## PASSAGE
◆ ◆ ◆ ◆

More than 40 University Chancellors, Chairs of governing bodies, Vice-Chancellors and Student Union presidents from the University Alliance have joined together to call on the Prime Minister to permit universities to re-open from April 12.
In an open letter to the Prime Minister, the group urge the Government to allow a return to campus for all higher education students, stating that delaying their return will significantly impact students’ development and wellbeing.
The letter has been signed by University Chancellors including Sir Lenny Henry, Lord Boateng and Lord Salisbury, and calls for the Government to act to ensure students are not further disadvantaged as a result of the pandemic.
The letter says that allowing a return to campus would enable universities – in accordance with government guidance – to offer students, particularly those graduating, additional employability support and development activities, which will be vital in aiding preparation for entering an uncertain job market.
The group have raised concerns that further delays to a return to campus could result in serious ramifications on the mental health and wellbeing of students, who have already experienced increases in anxiety and isolation as a result of the absence of in-person teaching and interaction with their peers.
The letter says that universities are well prepared to welcome students back safely, pointing to the millions of pounds invested to ensure campuses are Covid safe and secure, and the data showing little evidence of on-campus infection or transmission within the wider community.

◆ ◆ ◆ ◆

[Collection entries]
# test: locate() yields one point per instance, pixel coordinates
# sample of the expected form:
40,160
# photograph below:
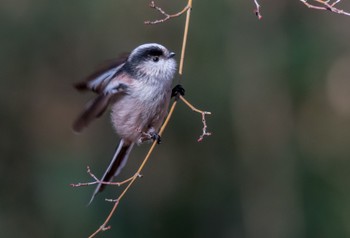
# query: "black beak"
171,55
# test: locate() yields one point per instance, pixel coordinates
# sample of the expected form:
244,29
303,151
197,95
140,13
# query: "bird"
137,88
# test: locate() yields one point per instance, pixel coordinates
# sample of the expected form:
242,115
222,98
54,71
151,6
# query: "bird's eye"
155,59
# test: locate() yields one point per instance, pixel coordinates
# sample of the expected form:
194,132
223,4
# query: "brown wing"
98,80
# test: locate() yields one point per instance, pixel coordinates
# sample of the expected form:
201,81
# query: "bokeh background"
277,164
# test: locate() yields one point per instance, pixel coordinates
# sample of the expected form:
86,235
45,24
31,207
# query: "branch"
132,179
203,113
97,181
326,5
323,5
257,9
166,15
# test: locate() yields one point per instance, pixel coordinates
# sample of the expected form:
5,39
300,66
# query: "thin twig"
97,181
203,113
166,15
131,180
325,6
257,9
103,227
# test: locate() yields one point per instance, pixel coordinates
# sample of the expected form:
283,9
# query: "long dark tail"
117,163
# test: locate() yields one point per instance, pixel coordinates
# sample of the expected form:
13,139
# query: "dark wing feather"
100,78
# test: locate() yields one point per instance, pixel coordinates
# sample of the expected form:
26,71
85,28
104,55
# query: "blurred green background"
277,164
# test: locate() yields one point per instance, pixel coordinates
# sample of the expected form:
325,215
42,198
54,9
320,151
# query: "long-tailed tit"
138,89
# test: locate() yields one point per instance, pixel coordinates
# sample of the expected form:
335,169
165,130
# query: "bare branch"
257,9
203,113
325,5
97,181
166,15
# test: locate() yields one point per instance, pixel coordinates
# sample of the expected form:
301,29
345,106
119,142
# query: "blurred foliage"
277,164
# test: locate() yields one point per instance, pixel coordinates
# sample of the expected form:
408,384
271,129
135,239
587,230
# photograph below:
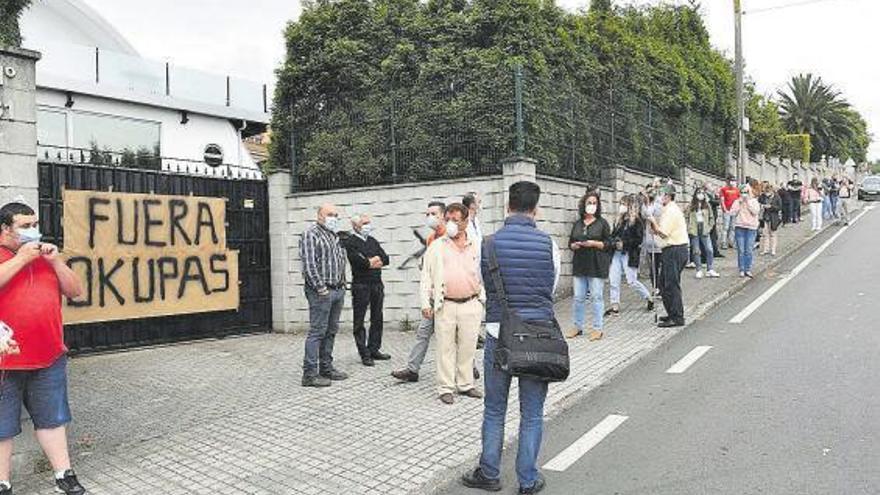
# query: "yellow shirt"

◆ ◆ ◆ ◆

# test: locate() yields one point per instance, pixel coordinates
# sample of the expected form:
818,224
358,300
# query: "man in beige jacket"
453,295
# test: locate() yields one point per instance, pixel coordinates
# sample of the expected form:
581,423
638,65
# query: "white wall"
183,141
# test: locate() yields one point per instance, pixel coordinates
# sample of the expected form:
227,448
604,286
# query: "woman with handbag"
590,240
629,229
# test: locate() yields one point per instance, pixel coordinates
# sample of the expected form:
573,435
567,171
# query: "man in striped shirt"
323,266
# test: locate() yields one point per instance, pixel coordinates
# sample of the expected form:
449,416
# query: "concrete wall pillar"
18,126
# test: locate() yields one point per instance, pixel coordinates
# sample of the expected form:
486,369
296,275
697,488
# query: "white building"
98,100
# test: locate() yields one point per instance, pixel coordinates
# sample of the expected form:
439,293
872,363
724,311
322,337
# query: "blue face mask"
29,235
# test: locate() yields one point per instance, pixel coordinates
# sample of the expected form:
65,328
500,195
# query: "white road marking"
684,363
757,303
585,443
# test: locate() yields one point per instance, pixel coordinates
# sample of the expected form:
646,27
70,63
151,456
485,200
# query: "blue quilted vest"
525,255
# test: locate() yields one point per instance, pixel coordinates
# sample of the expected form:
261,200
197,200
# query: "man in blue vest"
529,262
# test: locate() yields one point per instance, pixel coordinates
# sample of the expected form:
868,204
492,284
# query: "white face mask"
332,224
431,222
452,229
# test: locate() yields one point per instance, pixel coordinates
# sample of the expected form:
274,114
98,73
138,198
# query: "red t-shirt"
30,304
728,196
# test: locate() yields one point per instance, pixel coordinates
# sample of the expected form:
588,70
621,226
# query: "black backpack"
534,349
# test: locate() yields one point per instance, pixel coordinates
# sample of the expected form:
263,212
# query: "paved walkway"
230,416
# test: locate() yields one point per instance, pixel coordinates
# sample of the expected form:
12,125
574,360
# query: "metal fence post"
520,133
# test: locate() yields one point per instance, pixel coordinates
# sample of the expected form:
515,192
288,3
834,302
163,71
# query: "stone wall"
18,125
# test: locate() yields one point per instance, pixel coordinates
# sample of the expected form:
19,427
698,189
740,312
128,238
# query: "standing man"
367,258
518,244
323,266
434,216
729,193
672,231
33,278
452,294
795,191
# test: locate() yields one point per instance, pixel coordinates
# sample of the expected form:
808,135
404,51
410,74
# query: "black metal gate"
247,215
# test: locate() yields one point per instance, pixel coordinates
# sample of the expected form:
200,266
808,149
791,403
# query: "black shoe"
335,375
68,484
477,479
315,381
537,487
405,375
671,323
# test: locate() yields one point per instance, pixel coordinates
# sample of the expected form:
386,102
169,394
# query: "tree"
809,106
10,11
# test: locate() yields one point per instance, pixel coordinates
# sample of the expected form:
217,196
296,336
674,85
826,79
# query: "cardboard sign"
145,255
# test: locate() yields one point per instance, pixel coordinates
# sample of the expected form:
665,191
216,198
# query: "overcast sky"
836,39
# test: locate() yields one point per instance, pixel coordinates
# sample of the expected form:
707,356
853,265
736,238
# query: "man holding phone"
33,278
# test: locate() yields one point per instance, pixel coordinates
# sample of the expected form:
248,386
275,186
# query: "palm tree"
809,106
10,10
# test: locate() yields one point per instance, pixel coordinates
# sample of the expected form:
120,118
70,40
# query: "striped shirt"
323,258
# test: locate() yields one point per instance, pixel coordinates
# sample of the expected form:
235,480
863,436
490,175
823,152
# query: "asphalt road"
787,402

◆ ◆ ◆ ◆

## TASKS TO CARRY OUT
A – According to the open letter text, from what date does the group want universities permitted to re-open?
B – Extend the text on the open letter about reopening universities, starting after its last sentence.

## LIST OF ANSWERS
A – From April 12.

B –
Professor Debra Humphris, Chair of University Alliance and Vice-Chancellor of the University of Brighton said:
“We are urging the Prime Minister to uphold his public commitment that education would be the first sector to re-open after the national lockdown, and allow university students to return to in-person teaching and on-campus activities.
“This current generation of students have displayed exceptional resilience throughout this crisis, but we must not take this for granted, and we are determined to ensure they are given the best chance to succeed after the most challenging year.
“As we face up to the challenges and opportunities of the months and years ahead of us, with the recovery from Covid and chance to forge a new path in the world post-Brexit, it is surely the talent and skills of this generation of graduates who will help build back Britain better. We should be giving our brightest minds and our future workforce the best start, so that in return, Alliance universities and our students can help power our economic, social and cultural future.”